- **What the exercise asks**
Render the items from the line containing "Look at the photo above. Which pixel sits on the bearded" through the end of the items as a Markdown table with the columns Row and Line, leaving out blank lines.
### Recorded data ###
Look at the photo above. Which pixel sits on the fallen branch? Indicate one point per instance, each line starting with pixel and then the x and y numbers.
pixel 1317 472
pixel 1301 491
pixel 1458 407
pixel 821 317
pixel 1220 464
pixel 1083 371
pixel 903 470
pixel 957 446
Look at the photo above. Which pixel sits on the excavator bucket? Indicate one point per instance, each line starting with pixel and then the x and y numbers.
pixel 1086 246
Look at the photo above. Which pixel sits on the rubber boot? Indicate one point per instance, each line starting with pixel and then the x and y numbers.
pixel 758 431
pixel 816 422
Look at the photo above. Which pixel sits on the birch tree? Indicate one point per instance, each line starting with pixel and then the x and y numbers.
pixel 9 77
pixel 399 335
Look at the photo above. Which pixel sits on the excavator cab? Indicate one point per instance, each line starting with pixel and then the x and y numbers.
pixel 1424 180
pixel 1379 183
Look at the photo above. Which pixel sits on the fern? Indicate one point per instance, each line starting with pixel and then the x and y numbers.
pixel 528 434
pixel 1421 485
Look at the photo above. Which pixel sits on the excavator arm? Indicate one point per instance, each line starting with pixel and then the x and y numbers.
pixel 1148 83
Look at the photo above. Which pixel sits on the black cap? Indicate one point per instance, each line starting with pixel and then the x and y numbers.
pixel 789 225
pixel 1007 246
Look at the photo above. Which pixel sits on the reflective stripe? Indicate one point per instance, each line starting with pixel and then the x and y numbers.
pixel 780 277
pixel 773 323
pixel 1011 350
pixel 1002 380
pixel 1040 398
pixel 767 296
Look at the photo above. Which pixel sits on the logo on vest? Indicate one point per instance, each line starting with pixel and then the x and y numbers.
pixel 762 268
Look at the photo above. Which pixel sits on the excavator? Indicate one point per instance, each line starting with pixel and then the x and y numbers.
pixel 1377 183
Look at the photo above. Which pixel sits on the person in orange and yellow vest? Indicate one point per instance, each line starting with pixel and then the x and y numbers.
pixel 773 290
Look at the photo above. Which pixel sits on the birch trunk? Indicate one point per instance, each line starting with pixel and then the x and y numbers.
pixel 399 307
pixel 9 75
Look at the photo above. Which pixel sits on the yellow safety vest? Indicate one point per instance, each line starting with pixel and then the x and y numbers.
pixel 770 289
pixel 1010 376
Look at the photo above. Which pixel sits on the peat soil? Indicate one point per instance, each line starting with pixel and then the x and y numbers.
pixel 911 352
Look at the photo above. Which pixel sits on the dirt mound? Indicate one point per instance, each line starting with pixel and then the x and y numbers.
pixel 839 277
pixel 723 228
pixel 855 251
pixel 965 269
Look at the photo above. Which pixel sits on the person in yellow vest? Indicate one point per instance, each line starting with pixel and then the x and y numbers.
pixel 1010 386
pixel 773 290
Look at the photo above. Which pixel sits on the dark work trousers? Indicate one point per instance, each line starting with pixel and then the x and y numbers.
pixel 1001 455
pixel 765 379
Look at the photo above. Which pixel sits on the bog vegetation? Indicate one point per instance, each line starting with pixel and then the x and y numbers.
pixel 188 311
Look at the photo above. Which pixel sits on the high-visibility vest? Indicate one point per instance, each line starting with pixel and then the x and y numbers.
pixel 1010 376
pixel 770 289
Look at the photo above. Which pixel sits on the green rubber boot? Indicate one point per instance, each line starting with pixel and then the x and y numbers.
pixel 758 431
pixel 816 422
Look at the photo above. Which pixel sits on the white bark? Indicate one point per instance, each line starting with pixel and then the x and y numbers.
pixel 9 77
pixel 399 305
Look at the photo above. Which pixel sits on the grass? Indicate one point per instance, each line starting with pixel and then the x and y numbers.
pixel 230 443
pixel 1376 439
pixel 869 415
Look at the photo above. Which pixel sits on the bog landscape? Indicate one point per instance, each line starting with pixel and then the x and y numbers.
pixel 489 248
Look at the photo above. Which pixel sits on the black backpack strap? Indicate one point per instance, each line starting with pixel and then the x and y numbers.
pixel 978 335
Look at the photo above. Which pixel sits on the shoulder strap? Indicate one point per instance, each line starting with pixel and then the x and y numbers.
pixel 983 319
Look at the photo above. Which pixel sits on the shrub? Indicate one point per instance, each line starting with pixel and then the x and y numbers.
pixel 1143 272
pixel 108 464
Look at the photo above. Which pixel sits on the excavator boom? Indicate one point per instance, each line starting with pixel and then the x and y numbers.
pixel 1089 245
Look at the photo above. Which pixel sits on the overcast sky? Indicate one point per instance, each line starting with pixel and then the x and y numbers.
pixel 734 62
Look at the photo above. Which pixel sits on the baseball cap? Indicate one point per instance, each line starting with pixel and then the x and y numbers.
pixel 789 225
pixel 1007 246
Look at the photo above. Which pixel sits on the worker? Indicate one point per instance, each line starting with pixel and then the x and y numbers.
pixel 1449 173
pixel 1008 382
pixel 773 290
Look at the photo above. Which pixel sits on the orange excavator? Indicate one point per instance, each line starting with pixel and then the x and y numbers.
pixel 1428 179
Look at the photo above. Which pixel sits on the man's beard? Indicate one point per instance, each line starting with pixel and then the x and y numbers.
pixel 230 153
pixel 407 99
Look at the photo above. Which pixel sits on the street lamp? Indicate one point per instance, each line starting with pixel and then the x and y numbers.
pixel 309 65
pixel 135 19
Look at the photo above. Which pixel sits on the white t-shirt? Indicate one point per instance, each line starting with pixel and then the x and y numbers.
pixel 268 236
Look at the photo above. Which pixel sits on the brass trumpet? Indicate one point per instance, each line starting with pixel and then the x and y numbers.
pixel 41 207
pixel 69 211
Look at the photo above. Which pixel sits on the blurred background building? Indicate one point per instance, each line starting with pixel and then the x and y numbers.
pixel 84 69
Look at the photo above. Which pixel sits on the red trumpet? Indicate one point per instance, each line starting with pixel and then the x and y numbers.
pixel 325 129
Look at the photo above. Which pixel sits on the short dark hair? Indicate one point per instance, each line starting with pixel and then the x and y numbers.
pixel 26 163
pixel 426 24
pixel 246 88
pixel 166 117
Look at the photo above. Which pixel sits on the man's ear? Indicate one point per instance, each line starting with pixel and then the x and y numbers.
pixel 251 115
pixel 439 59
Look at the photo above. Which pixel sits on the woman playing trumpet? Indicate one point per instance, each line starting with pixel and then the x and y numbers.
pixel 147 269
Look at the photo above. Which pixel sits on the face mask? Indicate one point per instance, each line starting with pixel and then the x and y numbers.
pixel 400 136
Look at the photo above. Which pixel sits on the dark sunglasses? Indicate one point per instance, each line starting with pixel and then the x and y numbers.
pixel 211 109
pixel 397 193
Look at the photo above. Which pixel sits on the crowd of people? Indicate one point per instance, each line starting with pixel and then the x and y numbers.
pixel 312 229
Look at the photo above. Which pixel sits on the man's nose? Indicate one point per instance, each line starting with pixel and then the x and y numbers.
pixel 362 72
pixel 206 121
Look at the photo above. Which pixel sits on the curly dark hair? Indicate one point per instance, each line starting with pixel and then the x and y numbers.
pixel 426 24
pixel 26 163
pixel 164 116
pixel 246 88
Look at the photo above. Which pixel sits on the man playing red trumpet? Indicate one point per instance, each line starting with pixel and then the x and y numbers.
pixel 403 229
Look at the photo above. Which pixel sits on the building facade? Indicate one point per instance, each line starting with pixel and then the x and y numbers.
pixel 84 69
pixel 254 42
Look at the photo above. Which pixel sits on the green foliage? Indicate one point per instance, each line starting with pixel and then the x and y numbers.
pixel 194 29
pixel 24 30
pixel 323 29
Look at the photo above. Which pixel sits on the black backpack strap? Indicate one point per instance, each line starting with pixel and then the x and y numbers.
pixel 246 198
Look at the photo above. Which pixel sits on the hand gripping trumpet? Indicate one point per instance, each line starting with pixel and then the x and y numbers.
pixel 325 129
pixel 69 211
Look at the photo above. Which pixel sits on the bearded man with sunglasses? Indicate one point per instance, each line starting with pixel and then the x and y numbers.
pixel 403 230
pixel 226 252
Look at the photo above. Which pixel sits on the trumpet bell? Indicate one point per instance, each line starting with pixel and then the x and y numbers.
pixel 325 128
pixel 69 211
###
- **Exercise solution**
| Row | Line |
|---|---|
| 1 | Look at the photo above. Which pixel sits on the bearded man with sunglasses? Indicate one point per instance, each line starting with pixel and then the x and y numbers. |
| 2 | pixel 403 230 |
| 3 | pixel 226 252 |
| 4 | Look at the photo above. Which pixel sits on the trumpet bell? Indicate one point per instance, each line starting with pixel and then the x and y numbers. |
| 5 | pixel 325 128 |
| 6 | pixel 69 211 |